Written problem:
Rewrite all of the items below, substituting "single point" for every occurrence of "single dot" and leaving everything else unchanged.

Entries:

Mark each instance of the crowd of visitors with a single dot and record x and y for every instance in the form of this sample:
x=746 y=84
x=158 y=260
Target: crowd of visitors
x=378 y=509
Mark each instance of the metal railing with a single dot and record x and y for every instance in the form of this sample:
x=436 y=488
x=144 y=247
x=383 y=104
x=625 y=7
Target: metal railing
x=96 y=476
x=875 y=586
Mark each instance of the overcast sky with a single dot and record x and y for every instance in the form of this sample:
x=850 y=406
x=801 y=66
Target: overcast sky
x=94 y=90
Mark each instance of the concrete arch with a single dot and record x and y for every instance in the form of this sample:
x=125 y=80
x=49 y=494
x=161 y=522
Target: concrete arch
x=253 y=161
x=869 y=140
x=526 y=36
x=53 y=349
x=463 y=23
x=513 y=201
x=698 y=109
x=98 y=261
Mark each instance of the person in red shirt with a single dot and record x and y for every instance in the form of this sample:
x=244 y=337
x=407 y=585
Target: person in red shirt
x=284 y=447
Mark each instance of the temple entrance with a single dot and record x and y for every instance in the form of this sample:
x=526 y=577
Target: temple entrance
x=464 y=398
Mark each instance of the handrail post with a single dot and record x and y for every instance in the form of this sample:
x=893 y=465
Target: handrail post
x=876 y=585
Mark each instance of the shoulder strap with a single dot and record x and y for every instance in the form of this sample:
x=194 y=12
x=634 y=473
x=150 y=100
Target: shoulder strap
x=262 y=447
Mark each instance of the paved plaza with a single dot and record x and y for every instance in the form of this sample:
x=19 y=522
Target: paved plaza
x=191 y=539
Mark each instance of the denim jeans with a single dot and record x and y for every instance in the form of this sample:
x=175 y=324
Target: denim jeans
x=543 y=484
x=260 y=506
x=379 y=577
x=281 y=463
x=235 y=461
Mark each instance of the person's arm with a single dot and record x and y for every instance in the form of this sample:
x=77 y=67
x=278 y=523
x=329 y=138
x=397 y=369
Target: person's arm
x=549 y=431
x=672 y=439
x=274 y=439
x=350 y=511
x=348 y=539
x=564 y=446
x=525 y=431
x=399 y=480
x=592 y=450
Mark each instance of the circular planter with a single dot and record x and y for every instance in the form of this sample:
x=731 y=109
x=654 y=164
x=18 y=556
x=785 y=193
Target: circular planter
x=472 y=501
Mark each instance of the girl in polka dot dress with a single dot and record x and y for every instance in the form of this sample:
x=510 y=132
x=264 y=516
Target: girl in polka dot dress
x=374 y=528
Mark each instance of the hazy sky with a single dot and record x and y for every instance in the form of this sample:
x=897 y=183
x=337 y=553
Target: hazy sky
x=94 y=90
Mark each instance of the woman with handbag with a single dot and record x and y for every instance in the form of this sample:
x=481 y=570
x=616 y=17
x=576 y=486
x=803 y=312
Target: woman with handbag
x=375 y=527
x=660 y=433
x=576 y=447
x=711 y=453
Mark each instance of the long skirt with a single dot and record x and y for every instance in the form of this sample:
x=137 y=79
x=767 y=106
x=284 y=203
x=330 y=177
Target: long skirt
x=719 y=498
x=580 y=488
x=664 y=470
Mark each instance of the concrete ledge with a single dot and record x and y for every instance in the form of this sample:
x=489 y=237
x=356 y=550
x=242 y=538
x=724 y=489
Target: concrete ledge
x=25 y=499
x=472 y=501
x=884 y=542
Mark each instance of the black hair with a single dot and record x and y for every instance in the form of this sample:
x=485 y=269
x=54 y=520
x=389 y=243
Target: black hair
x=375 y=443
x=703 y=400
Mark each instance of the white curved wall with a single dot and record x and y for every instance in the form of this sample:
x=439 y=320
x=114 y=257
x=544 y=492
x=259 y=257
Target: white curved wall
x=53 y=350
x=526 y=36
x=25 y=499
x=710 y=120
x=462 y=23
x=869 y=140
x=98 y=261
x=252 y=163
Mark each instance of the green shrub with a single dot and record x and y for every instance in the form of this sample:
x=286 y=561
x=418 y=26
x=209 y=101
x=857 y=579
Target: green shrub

Solution:
Mark each instance of the crowd of visitors with a single point and record x and y for every instance in the form of this sample:
x=746 y=84
x=158 y=260
Target: crowd of visitors
x=378 y=509
Mark each instance of the metal railing with a single point and record x and y for every instance in the form of this sample:
x=436 y=488
x=144 y=247
x=383 y=104
x=625 y=7
Target: metal railing
x=96 y=476
x=875 y=586
Mark each instance of the overcast sky with a single point and record x and y for every instance in the form of this sample:
x=850 y=406
x=801 y=66
Target: overcast sky
x=94 y=90
Mark each instance of the concrete arch with a single point and record x and y for every instance in the form of this sample:
x=125 y=80
x=49 y=494
x=161 y=522
Target: concrete arch
x=253 y=161
x=869 y=140
x=526 y=36
x=53 y=349
x=463 y=23
x=513 y=201
x=698 y=109
x=98 y=261
Mark each instance of the person in red shirt with a single point and record x and y for every instance in the form of this sample:
x=244 y=337
x=407 y=585
Target: person in red shirt
x=284 y=447
Mark each instance of the temple entrance with a single point and record x and y for every instance in the form of this sample:
x=526 y=577
Target: temple entrance
x=464 y=398
Mark each instance of the handrail post with a single point and record x and y for every instance in the form of this sample:
x=893 y=465
Target: handrail post
x=876 y=585
Mark each instance of the shoulder strap with a single point and record x and y for every instance in the form of this sample:
x=194 y=12
x=634 y=473
x=150 y=100
Target: shoulder strap
x=262 y=447
Mark each instance of the paved plaza with a single point and record x and y for every instance in the form of this sample:
x=19 y=522
Target: paved plaza
x=191 y=539
Mark each instance of the denim jeans with a single point and record x and y for every instance in the form of this sample:
x=175 y=324
Target: denim jeans
x=543 y=484
x=260 y=506
x=379 y=577
x=281 y=463
x=235 y=461
Mark each instance of the person's arm with a single point and record x and y for every instance in the form of this sample:
x=77 y=67
x=278 y=523
x=329 y=138
x=397 y=369
Target: person's arm
x=549 y=431
x=672 y=439
x=274 y=439
x=350 y=511
x=348 y=539
x=564 y=446
x=525 y=431
x=399 y=480
x=592 y=450
Mark each instance of the circular planter with a single point and record x and y for every instance in the form of this sample:
x=731 y=109
x=654 y=164
x=18 y=556
x=785 y=193
Target: circular planter
x=472 y=501
Mark each instance of the girl in polka dot dress with a single point and record x and y for every instance in the form of this sample:
x=510 y=132
x=264 y=516
Target: girl in polka dot dress
x=374 y=528
Mark each instance of the hazy sky with a single point and record x and y for every instance in the form of this sample:
x=897 y=183
x=337 y=553
Target: hazy sky
x=94 y=90
Mark each instance of the woman with handbag with a single point and record x and y for every instance in the form of this sample:
x=481 y=570
x=616 y=17
x=576 y=486
x=803 y=312
Target: woman with handbag
x=375 y=527
x=660 y=433
x=576 y=447
x=711 y=453
Mark each instance of the long skirt with a single point and record x and y for every instance in the form of this sample:
x=137 y=79
x=767 y=106
x=284 y=203
x=330 y=177
Target: long skirt
x=719 y=498
x=580 y=488
x=664 y=470
Mark each instance of the concrete ledge with a single point and record x and y for every instance in the form of this sample:
x=489 y=237
x=356 y=550
x=242 y=538
x=724 y=489
Target: concrete ledge
x=25 y=499
x=472 y=501
x=884 y=542
Mark each instance of the black hair with a single point and record x and y for every instance in the form of this sample:
x=485 y=269
x=54 y=520
x=389 y=243
Target: black hair
x=375 y=443
x=703 y=400
Mark each instance of the white curved wall with a single point and record x and y for every instance in the form of this sample:
x=439 y=320
x=114 y=257
x=544 y=492
x=259 y=257
Target: white curved wall
x=53 y=350
x=526 y=36
x=25 y=499
x=710 y=120
x=462 y=23
x=869 y=140
x=98 y=261
x=252 y=163
Mark each instance of the green shrub with a single point and record x and y for every instance in the form of this sample:
x=286 y=561
x=418 y=26
x=209 y=101
x=857 y=579
Target: green shrub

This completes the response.